| What to produce |
Your answer must consist of the records below, reproduced exactly, with every picture removed.

| Input material |
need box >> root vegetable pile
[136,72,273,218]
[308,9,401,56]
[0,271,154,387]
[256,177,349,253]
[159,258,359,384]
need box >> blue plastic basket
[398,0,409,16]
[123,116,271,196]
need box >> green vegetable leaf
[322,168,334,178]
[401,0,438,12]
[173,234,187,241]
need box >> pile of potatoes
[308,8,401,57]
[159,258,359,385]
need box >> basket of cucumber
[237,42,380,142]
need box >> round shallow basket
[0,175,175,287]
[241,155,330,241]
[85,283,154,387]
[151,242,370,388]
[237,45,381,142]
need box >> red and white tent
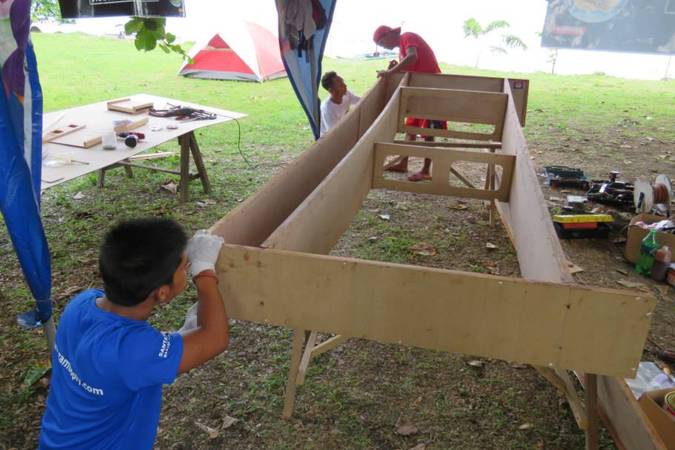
[179,21,286,82]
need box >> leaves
[124,17,190,61]
[503,34,528,50]
[462,18,482,39]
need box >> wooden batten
[262,86,404,254]
[217,244,653,378]
[398,87,507,141]
[372,142,515,201]
[392,140,502,149]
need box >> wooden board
[261,86,402,254]
[216,244,654,378]
[372,142,515,201]
[113,116,149,133]
[408,73,528,127]
[210,78,396,246]
[496,82,571,283]
[399,87,507,141]
[51,130,102,148]
[107,97,154,114]
[43,123,85,143]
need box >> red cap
[373,25,400,43]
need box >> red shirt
[399,32,441,74]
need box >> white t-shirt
[320,91,361,136]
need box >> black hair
[99,217,188,306]
[321,71,339,91]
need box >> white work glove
[178,302,199,335]
[186,230,224,278]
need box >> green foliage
[124,17,190,61]
[31,0,61,22]
[462,17,527,67]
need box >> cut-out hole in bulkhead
[382,155,433,184]
[448,161,490,189]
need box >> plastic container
[651,245,672,281]
[636,229,659,276]
[626,361,675,399]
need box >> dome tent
[179,21,286,82]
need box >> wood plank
[210,77,398,246]
[43,123,85,143]
[408,73,528,126]
[586,374,599,450]
[399,87,507,141]
[296,331,318,386]
[282,329,305,419]
[216,244,654,378]
[310,335,348,358]
[262,87,402,254]
[392,139,502,149]
[496,82,571,283]
[372,143,514,202]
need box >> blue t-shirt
[39,289,184,449]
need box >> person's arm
[178,231,229,374]
[377,46,417,78]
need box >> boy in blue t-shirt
[39,218,229,449]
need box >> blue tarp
[276,0,337,140]
[1,0,52,327]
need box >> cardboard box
[625,213,675,263]
[638,388,675,449]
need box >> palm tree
[463,18,528,68]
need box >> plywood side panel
[372,143,514,201]
[262,90,402,254]
[408,72,504,92]
[497,82,571,284]
[400,87,507,125]
[596,376,667,450]
[496,80,663,450]
[408,73,528,126]
[217,245,654,378]
[210,79,390,246]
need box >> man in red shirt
[373,25,446,182]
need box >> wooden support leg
[178,134,191,202]
[123,164,134,178]
[188,131,211,194]
[310,335,347,358]
[536,366,587,429]
[97,168,106,188]
[296,330,318,386]
[585,373,599,450]
[282,329,306,419]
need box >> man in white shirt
[320,71,360,136]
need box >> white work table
[41,94,246,201]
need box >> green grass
[0,32,673,449]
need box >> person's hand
[186,230,224,278]
[387,59,398,70]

| Written answer |
need box >> root vegetable pile
[136,72,273,218]
[308,9,401,56]
[0,271,154,387]
[256,177,349,253]
[159,258,359,384]
need box >> blue plastic basket
[398,0,409,16]
[123,116,271,196]
need box >> green vegetable leaf
[322,168,334,178]
[401,0,438,12]
[173,234,187,241]
need box >> pile of potatoes
[308,8,401,57]
[159,258,359,385]
need box >> basket of cucumber
[237,42,380,142]
need box >> round shallow basket
[0,175,175,287]
[241,155,330,241]
[85,283,154,387]
[151,242,370,388]
[237,45,381,142]
need box >> red and white tent
[179,21,286,82]
need box >> leaves
[124,17,190,61]
[503,34,528,50]
[462,18,482,39]
need box >> wooden batten
[262,86,404,254]
[217,244,653,378]
[398,87,507,141]
[372,142,515,201]
[392,140,502,149]
need box >> wooden board
[261,86,402,254]
[216,244,654,378]
[372,142,515,201]
[113,116,149,133]
[408,73,528,127]
[210,78,396,246]
[496,82,571,283]
[399,87,507,141]
[51,130,102,148]
[107,97,154,114]
[43,123,85,143]
need box >> red cap
[373,25,400,43]
need box >> red shirt
[399,32,441,74]
need box >> white t-shirt
[320,91,361,136]
need box >> black hair
[99,217,188,306]
[321,71,339,91]
need box >> white work glove
[178,302,199,335]
[186,230,224,278]
need box >> green foliage
[124,17,190,61]
[31,0,61,22]
[462,17,527,67]
need box >> cut-out hole in bulkhead
[382,155,433,184]
[448,161,490,189]
need box >> plastic container
[651,245,672,281]
[636,229,659,276]
[626,361,675,399]
need box >> dome tent
[179,21,286,82]
need box >> wood plank
[210,77,398,246]
[43,123,85,143]
[408,73,528,126]
[586,374,599,450]
[399,87,507,141]
[296,331,318,386]
[282,329,305,419]
[216,244,654,378]
[310,335,348,358]
[262,87,402,254]
[392,139,502,149]
[496,82,571,283]
[372,143,514,202]
need box >> blue t-shirt
[39,289,184,449]
need box >> person's arm
[178,231,229,374]
[377,46,417,78]
need box >> boy in blue t-shirt
[39,218,229,449]
need box >> blue tarp
[276,0,337,140]
[1,0,52,327]
need box >> cardboard box
[625,213,675,263]
[638,388,675,449]
need box >> palm tree
[463,18,528,68]
need box >> plywood side panel
[372,143,514,201]
[262,90,402,254]
[408,72,504,92]
[497,82,571,284]
[400,87,507,125]
[596,376,667,450]
[496,80,663,450]
[408,73,528,126]
[217,245,654,378]
[210,79,390,246]
need box >> man in red shirt
[373,25,446,182]
need box >> wooden support leg
[178,134,191,202]
[123,164,134,178]
[188,131,211,194]
[310,335,347,358]
[536,366,587,429]
[97,168,106,188]
[296,330,318,386]
[585,373,599,450]
[282,329,306,419]
need box >> man in white shirt
[320,71,360,136]
need box >> white work table
[41,94,246,201]
need box >> green grass
[0,32,673,449]
need box >> person's hand
[186,230,224,278]
[387,59,398,70]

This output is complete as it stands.